**Stored data entries**
--- START ---

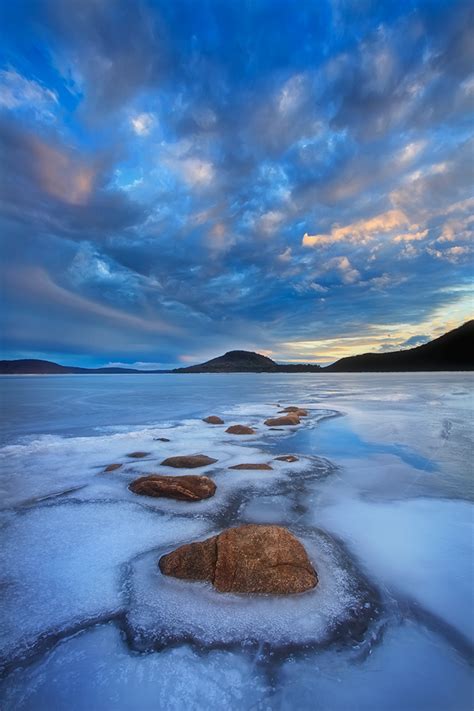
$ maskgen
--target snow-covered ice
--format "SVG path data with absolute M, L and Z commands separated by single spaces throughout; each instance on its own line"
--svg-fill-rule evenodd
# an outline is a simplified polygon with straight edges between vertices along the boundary
M 1 708 L 470 711 L 472 382 L 0 378 Z M 277 403 L 309 417 L 265 427 Z M 137 450 L 149 454 L 127 457 Z M 191 453 L 218 460 L 193 470 L 214 497 L 129 491 L 184 473 L 160 462 Z M 229 469 L 245 462 L 272 470 Z M 161 575 L 162 553 L 247 522 L 287 525 L 319 586 L 245 597 Z

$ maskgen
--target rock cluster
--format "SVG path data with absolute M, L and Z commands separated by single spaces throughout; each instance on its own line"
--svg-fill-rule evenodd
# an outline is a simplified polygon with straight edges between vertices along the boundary
M 268 427 L 300 424 L 307 410 L 296 406 L 285 407 L 278 417 L 265 420 Z M 223 425 L 217 415 L 203 418 L 210 425 Z M 247 425 L 231 425 L 225 430 L 233 435 L 253 435 L 256 430 Z M 169 442 L 166 437 L 156 441 Z M 131 452 L 127 457 L 142 459 L 149 452 Z M 275 461 L 297 462 L 293 454 L 274 457 Z M 186 454 L 168 457 L 162 466 L 194 469 L 217 462 L 205 454 Z M 122 464 L 109 464 L 105 472 L 112 472 Z M 234 464 L 234 470 L 271 471 L 265 462 Z M 207 476 L 185 474 L 167 476 L 150 474 L 129 485 L 130 491 L 142 496 L 171 498 L 179 501 L 201 501 L 214 496 L 216 484 Z M 210 581 L 219 592 L 290 595 L 311 590 L 318 576 L 303 545 L 288 529 L 273 525 L 245 525 L 228 528 L 205 541 L 189 543 L 164 555 L 159 560 L 163 575 L 184 580 Z
M 318 583 L 304 547 L 281 526 L 228 528 L 162 556 L 159 567 L 164 575 L 210 581 L 219 592 L 289 595 Z

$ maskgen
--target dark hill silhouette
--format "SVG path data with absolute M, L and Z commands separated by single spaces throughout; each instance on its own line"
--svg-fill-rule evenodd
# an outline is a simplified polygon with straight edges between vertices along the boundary
M 59 365 L 49 360 L 0 360 L 2 375 L 68 375 L 74 373 L 166 373 L 166 370 L 144 371 L 133 368 L 78 368 L 72 365 Z
M 252 351 L 228 351 L 199 365 L 177 368 L 173 373 L 300 373 L 321 370 L 319 365 L 281 365 Z
M 325 371 L 340 373 L 474 369 L 474 320 L 406 351 L 341 358 Z
M 278 365 L 271 358 L 251 351 L 228 351 L 222 356 L 205 363 L 176 368 L 174 373 L 235 373 L 277 370 Z

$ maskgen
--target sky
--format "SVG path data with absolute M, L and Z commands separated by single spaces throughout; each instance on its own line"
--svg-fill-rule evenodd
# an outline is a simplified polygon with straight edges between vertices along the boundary
M 4 358 L 325 364 L 472 317 L 471 2 L 0 15 Z

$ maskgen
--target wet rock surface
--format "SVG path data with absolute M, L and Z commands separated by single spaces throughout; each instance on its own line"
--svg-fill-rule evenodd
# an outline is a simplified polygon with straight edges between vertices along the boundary
M 219 592 L 291 595 L 318 583 L 303 545 L 281 526 L 229 528 L 162 556 L 159 567 L 164 575 L 209 580 Z
M 282 454 L 280 457 L 274 457 L 276 462 L 299 462 L 299 457 L 294 454 Z
M 284 427 L 287 425 L 299 425 L 300 418 L 295 414 L 283 415 L 282 417 L 270 417 L 264 422 L 267 427 Z
M 208 457 L 206 454 L 182 454 L 176 457 L 163 459 L 163 467 L 175 467 L 177 469 L 195 469 L 196 467 L 206 467 L 215 464 L 217 459 Z
M 143 457 L 148 457 L 150 452 L 130 452 L 130 454 L 127 454 L 127 457 L 130 457 L 130 459 L 143 459 Z
M 203 422 L 207 422 L 208 425 L 223 425 L 224 420 L 222 420 L 220 417 L 217 417 L 217 415 L 209 415 L 209 417 L 205 417 L 203 419 Z
M 252 427 L 247 427 L 247 425 L 232 425 L 226 429 L 228 434 L 233 435 L 253 435 L 256 434 L 256 430 Z
M 141 496 L 164 497 L 179 501 L 201 501 L 214 496 L 216 485 L 207 476 L 143 476 L 129 485 L 130 491 Z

--- END ---

**WHAT TO WORK ON**
Before you finish, make sure every line above has been repeated exactly and no picture remains in the copy.

**SOLUTION FOR THIS TASK**
$ maskgen
--target snow-covered ice
--format "SVG path data with absolute M, L and Z commands separated by single spaces throughout; each instance on its own line"
--svg-fill-rule evenodd
# an outline is a simplified polygon with straight edges between vertices along the boundary
M 1 708 L 470 711 L 472 382 L 0 378 Z M 277 403 L 309 417 L 265 427 Z M 137 450 L 149 454 L 127 457 Z M 191 453 L 218 460 L 193 470 L 214 497 L 129 491 L 184 473 L 160 462 Z M 229 469 L 245 462 L 272 470 Z M 161 575 L 162 553 L 247 522 L 287 525 L 319 586 L 245 597 Z

$ maskgen
--target rock cluster
--format "SVG path data with absolute M, L and Z commands separated by single spaces throughout; each instance on its own line"
--svg-fill-rule evenodd
# an outline is a simplified polygon with straight edges between vertices along the boundary
M 268 427 L 300 424 L 307 410 L 296 406 L 285 407 L 278 417 L 265 420 Z M 223 425 L 217 415 L 203 418 L 210 425 Z M 247 425 L 231 425 L 225 430 L 233 435 L 253 435 L 256 430 Z M 169 442 L 166 437 L 156 441 Z M 131 452 L 127 457 L 142 459 L 149 452 Z M 275 461 L 297 462 L 293 454 L 274 457 Z M 186 454 L 168 457 L 162 466 L 194 469 L 217 462 L 205 454 Z M 122 464 L 109 464 L 105 472 L 112 472 Z M 234 464 L 234 470 L 271 471 L 265 462 Z M 207 476 L 185 474 L 167 476 L 150 474 L 129 485 L 130 491 L 142 496 L 171 498 L 179 501 L 201 501 L 214 496 L 216 484 Z M 210 581 L 219 592 L 290 595 L 311 590 L 318 576 L 303 545 L 288 529 L 273 525 L 245 525 L 228 528 L 205 541 L 189 543 L 164 555 L 159 560 L 163 575 L 184 580 Z
M 318 583 L 304 547 L 281 526 L 228 528 L 162 556 L 159 567 L 164 575 L 210 581 L 219 592 L 289 595 Z

$ maskgen
--target dark hill silhouette
--format "SVG path data with absolute M, L and Z commands separated by single spaces throughout; each instance on its own line"
--svg-fill-rule evenodd
# an outline is a simplified polygon with straight edges between vertices along the boundary
M 59 365 L 49 360 L 0 360 L 2 375 L 68 375 L 74 373 L 166 373 L 166 370 L 144 371 L 133 368 L 78 368 L 72 365 Z
M 252 351 L 228 351 L 199 365 L 177 368 L 173 373 L 300 373 L 321 370 L 319 365 L 281 365 Z
M 325 371 L 340 373 L 474 369 L 474 320 L 406 351 L 341 358 Z
M 278 365 L 271 358 L 251 351 L 228 351 L 222 356 L 205 363 L 176 368 L 174 373 L 235 373 L 277 370 Z

$ maskgen
--target sky
--format "SVG path data with absolute M, L and Z commands separated by single spaces throughout; each instance on its own line"
--svg-fill-rule evenodd
# an outline is a simplified polygon with straight edges between vertices along the boundary
M 4 358 L 325 364 L 472 317 L 471 2 L 0 15 Z

$ maskgen
--target wet rock surface
--format "SVG path data with absolute M, L and Z commands separated by single spaces throughout; each instance on its own line"
--svg-fill-rule evenodd
# an outline is a simplified polygon with straight edges between vertices along the boundary
M 219 592 L 291 595 L 318 583 L 303 545 L 281 526 L 229 528 L 162 556 L 159 567 L 164 575 L 209 580 Z
M 282 454 L 280 457 L 274 457 L 276 462 L 299 462 L 299 457 L 294 454 Z
M 284 427 L 287 425 L 299 425 L 300 418 L 295 414 L 283 415 L 282 417 L 270 417 L 264 422 L 267 427 Z
M 208 457 L 206 454 L 182 454 L 176 457 L 163 459 L 163 467 L 175 467 L 177 469 L 195 469 L 196 467 L 206 467 L 215 464 L 217 459 Z
M 143 457 L 148 457 L 150 452 L 130 452 L 130 454 L 127 454 L 127 457 L 130 457 L 130 459 L 143 459 Z
M 203 422 L 207 422 L 208 425 L 223 425 L 224 420 L 222 420 L 220 417 L 217 417 L 217 415 L 209 415 L 209 417 L 205 417 L 203 419 Z
M 252 427 L 247 427 L 247 425 L 232 425 L 226 429 L 228 434 L 233 435 L 253 435 L 256 434 L 256 430 Z
M 141 496 L 164 497 L 179 501 L 201 501 L 214 496 L 216 485 L 207 476 L 143 476 L 129 485 L 130 491 Z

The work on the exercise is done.